• _WHAT YOU WILL DO_:
A: Answer these questions using the Consumer Protection Act guide below:
(i) In what year was the Consumer Protection Act enacted?
(ii) Damage to private-use property must exceed what amount to be claimable?
(iii) What is the third category of person the act makes liable automatically?
B: For each statement, say whether it agrees with the Consumer Protection Act guide below. Give yes or no, and quote the words from the guide that decide it.
(i) Consumers injured by defective products must prove negligence to sue manufacturers.
(ii) The act covers pure economic loss.
(iii) A supplier who does not identify an appropriate person within a reasonable period of time may be liable in place of the manufacturer.
### PROVIDED PASSAGE
A Practical Guide to Defective Product Compensation Claims under the Consumer Protection Act 

July, 2021 - Philip Sewell, additional reporting by Ella McIntosh-Farrelly.

The Consumer Protection Act 1987 (the CPA) was enacted almost 35 years ago in order to implement EU law. The act introduced the concept of “strict liability” into the arena of product supply to certain users. This means that consumers who are injured by defective products can sue manufacturers without having to prove negligence. 

This practical guide provides an overview of the CPA for consumers and manufacturers, with reference to recent key cases.

Brexit shall also (subject to its final terms) affect considerably the present legal landscape relating to product liability as well as the ongoing role of the European Court of Justice as case law develops.

Who can claim compensation under the CPA?

The purpose of the CPA is to hold manufacturers accountable for producing unsafe goods. It allows consumers to claim compensation against the producer if the defective product has caused:

  • personal injury; 
  • death; or 
  • any loss or damage to property which is for private use, occupation or consumption, which exceeds £275 (excluding interest).

The CPA does not cover pure economic loss and there is no liability for any loss or damage to the defective product itself.

Who is liable under the CPA?

The CPA makes three categories of person liable automatically:

  1. producers: defined as the manufacturer of the product or (if the product is not manufactured) the person who carried out an industrial or other process which gave the product its essential characteristics;
  2. those who hold themselves out as producers by use labelling or trade mark; and
  3. importers into a Member State of the EU.

Interestingly, if the claimant who suffered the damage requests the supplier to identify an appropriate person from the above list and the supplier fails to do so within a reasonable period of time, the supplier (including any person along the chain of supply) may also be liable in place of the manufacturer.
######
### INFORMATION GIVEN
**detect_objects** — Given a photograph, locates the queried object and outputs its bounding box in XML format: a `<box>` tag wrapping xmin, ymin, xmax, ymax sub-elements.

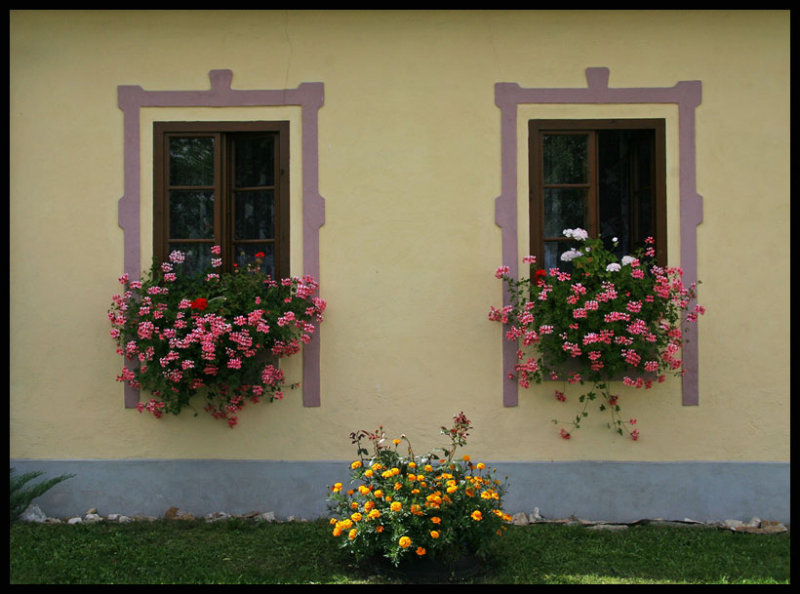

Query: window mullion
<box><xmin>586</xmin><ymin>130</ymin><xmax>600</xmax><ymax>237</ymax></box>
<box><xmin>214</xmin><ymin>133</ymin><xmax>227</xmax><ymax>270</ymax></box>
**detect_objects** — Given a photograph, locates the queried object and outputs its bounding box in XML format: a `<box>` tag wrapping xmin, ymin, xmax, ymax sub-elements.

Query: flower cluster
<box><xmin>489</xmin><ymin>229</ymin><xmax>705</xmax><ymax>440</ymax></box>
<box><xmin>329</xmin><ymin>413</ymin><xmax>511</xmax><ymax>565</ymax></box>
<box><xmin>108</xmin><ymin>246</ymin><xmax>325</xmax><ymax>427</ymax></box>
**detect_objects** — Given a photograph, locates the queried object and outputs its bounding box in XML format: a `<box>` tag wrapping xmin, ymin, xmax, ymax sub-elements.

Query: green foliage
<box><xmin>108</xmin><ymin>246</ymin><xmax>326</xmax><ymax>427</ymax></box>
<box><xmin>329</xmin><ymin>413</ymin><xmax>511</xmax><ymax>566</ymax></box>
<box><xmin>9</xmin><ymin>468</ymin><xmax>75</xmax><ymax>522</ymax></box>
<box><xmin>9</xmin><ymin>520</ymin><xmax>791</xmax><ymax>586</ymax></box>
<box><xmin>489</xmin><ymin>229</ymin><xmax>705</xmax><ymax>440</ymax></box>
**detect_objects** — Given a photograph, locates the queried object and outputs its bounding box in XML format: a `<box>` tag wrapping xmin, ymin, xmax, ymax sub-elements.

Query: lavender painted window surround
<box><xmin>117</xmin><ymin>70</ymin><xmax>325</xmax><ymax>408</ymax></box>
<box><xmin>495</xmin><ymin>68</ymin><xmax>703</xmax><ymax>406</ymax></box>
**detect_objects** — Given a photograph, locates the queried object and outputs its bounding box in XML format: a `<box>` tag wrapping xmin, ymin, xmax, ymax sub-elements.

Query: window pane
<box><xmin>169</xmin><ymin>241</ymin><xmax>212</xmax><ymax>274</ymax></box>
<box><xmin>234</xmin><ymin>190</ymin><xmax>275</xmax><ymax>239</ymax></box>
<box><xmin>542</xmin><ymin>134</ymin><xmax>589</xmax><ymax>184</ymax></box>
<box><xmin>544</xmin><ymin>188</ymin><xmax>588</xmax><ymax>237</ymax></box>
<box><xmin>234</xmin><ymin>136</ymin><xmax>275</xmax><ymax>188</ymax></box>
<box><xmin>598</xmin><ymin>130</ymin><xmax>655</xmax><ymax>257</ymax></box>
<box><xmin>169</xmin><ymin>190</ymin><xmax>214</xmax><ymax>239</ymax></box>
<box><xmin>233</xmin><ymin>243</ymin><xmax>275</xmax><ymax>278</ymax></box>
<box><xmin>169</xmin><ymin>137</ymin><xmax>214</xmax><ymax>186</ymax></box>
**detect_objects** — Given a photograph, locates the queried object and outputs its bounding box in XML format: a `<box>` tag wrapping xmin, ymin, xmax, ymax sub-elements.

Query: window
<box><xmin>529</xmin><ymin>119</ymin><xmax>666</xmax><ymax>270</ymax></box>
<box><xmin>153</xmin><ymin>122</ymin><xmax>289</xmax><ymax>278</ymax></box>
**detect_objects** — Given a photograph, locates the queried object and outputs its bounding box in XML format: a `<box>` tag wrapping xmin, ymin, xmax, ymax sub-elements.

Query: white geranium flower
<box><xmin>562</xmin><ymin>227</ymin><xmax>589</xmax><ymax>241</ymax></box>
<box><xmin>561</xmin><ymin>248</ymin><xmax>581</xmax><ymax>262</ymax></box>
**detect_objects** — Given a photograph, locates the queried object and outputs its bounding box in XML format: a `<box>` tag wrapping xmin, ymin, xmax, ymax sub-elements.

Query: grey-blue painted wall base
<box><xmin>10</xmin><ymin>459</ymin><xmax>791</xmax><ymax>523</ymax></box>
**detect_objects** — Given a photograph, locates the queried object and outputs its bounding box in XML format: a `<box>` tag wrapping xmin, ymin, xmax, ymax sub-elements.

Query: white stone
<box><xmin>19</xmin><ymin>503</ymin><xmax>47</xmax><ymax>523</ymax></box>
<box><xmin>511</xmin><ymin>512</ymin><xmax>530</xmax><ymax>526</ymax></box>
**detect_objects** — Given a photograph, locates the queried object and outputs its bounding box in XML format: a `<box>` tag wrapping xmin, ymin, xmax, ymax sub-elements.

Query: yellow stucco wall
<box><xmin>10</xmin><ymin>11</ymin><xmax>790</xmax><ymax>461</ymax></box>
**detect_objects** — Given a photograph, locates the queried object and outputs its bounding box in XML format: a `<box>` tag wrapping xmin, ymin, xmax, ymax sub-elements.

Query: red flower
<box><xmin>192</xmin><ymin>297</ymin><xmax>208</xmax><ymax>311</ymax></box>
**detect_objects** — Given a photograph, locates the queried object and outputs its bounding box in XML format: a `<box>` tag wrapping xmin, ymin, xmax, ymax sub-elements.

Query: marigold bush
<box><xmin>108</xmin><ymin>246</ymin><xmax>326</xmax><ymax>427</ymax></box>
<box><xmin>489</xmin><ymin>229</ymin><xmax>705</xmax><ymax>440</ymax></box>
<box><xmin>328</xmin><ymin>413</ymin><xmax>511</xmax><ymax>565</ymax></box>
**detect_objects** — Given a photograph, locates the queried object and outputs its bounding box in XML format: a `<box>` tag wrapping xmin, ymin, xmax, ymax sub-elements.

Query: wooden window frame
<box><xmin>528</xmin><ymin>118</ymin><xmax>667</xmax><ymax>266</ymax></box>
<box><xmin>153</xmin><ymin>121</ymin><xmax>290</xmax><ymax>278</ymax></box>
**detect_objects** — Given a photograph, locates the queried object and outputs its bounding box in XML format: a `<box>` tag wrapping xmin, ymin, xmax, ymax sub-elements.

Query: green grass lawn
<box><xmin>9</xmin><ymin>520</ymin><xmax>790</xmax><ymax>584</ymax></box>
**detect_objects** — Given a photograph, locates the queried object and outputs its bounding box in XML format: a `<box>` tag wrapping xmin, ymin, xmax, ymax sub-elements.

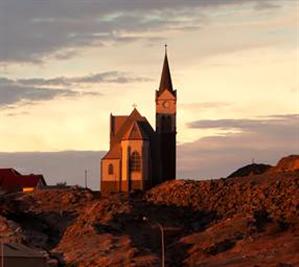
######
• _SOLUTION LIST_:
A:
(i) 1987
(ii) £275 (excluding interest)
(iii) Importers into a Member State of the EU

B:
(i) No: "consumers who are injured by defective products can sue manufacturers without having to prove negligence"
(ii) No: "The CPA does not cover pure economic loss"
(iii) Yes: "the supplier (including any person along the chain of supply) may also be liable in place of the manufacturer"